-- Brief --
Copy every line of the data that includes the string "coastal".

-- Task inputs --
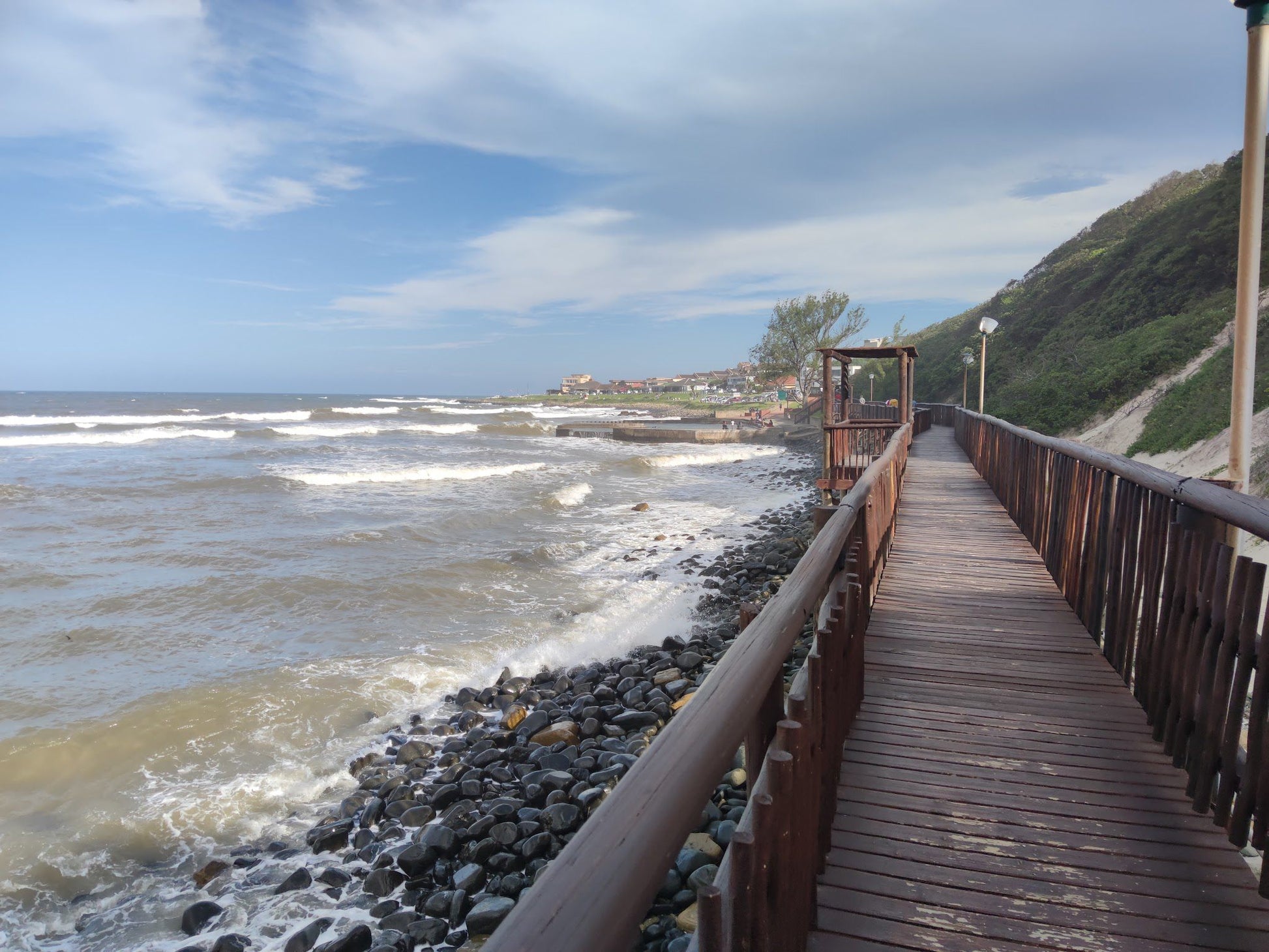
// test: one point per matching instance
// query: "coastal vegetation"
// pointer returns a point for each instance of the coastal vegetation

---

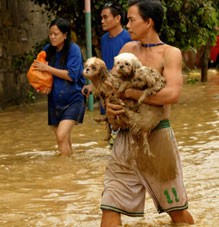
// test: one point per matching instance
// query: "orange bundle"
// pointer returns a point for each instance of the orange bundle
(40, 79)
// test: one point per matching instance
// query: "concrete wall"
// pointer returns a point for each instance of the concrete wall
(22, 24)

--

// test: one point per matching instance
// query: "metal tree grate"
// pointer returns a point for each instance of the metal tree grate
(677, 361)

-- Output for this task --
// query: "coastal vegetation"
// pointer returns a point for each instance of the coastal vegetation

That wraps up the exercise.